_What you will do:_
Format the entries from the line containing "A test script needs to locate the white blanket" to the line containing "[26,256,137,315]", with both ends included, as a JSON list of strings, one string per line, and leave out any blank lines.

Bounding box annotation entries:

:::::

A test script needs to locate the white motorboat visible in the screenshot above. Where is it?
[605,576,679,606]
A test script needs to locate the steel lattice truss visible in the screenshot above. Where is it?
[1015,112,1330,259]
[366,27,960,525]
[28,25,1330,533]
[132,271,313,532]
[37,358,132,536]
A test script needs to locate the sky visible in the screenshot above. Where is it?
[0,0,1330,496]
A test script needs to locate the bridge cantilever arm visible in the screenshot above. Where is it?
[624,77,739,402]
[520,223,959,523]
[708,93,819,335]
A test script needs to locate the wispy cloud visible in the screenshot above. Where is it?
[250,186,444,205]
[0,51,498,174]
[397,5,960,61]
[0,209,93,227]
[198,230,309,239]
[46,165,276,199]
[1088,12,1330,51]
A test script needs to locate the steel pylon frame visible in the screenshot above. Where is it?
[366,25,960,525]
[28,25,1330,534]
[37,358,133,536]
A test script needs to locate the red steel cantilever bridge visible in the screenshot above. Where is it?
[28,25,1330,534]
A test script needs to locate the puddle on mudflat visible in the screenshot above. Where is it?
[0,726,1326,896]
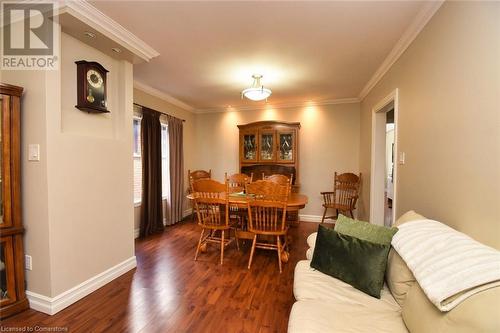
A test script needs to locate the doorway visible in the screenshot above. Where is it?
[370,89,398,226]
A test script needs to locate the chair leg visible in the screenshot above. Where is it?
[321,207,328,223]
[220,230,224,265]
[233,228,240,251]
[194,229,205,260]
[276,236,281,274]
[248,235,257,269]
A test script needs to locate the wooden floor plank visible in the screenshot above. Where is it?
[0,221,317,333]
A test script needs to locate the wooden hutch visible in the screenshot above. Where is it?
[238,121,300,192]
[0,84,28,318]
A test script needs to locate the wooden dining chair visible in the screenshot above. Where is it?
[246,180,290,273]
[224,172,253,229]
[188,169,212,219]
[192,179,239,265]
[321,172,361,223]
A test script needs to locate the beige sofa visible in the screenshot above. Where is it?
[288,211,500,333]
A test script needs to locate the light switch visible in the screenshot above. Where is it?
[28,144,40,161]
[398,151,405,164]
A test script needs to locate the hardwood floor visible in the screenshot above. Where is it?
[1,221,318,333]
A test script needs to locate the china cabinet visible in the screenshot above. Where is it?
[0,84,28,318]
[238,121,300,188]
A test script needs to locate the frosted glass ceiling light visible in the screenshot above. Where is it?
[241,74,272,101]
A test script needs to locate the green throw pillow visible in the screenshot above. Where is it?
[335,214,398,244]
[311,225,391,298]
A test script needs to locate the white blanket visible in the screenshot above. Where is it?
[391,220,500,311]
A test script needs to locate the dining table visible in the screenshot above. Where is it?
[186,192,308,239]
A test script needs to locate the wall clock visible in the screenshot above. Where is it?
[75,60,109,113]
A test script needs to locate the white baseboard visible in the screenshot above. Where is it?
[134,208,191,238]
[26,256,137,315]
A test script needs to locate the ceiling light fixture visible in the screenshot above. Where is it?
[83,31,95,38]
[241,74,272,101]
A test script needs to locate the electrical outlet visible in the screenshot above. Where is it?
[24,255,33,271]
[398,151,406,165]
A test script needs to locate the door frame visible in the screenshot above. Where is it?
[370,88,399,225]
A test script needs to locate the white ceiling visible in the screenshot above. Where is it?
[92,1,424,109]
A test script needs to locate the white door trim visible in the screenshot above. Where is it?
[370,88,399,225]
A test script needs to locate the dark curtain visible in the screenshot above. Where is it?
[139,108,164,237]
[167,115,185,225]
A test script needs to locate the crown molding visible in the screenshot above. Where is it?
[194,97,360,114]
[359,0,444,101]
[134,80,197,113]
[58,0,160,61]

:::::

_Written response:_
[
  "A test script needs to locate the white blanket visible in the screenshot above. Where is it?",
  "[391,220,500,311]",
  "A test script needs to locate the dining table visible in the screenshot above. Where is it?",
  "[186,192,308,239]",
  "A test script needs to locate the wall clock visible in the screenshot above. Where is it?",
  "[75,60,109,113]",
  "A test script needs to locate the white baseboard visible in the screenshot above. Where is it?",
  "[134,208,191,238]",
  "[26,256,137,315]"
]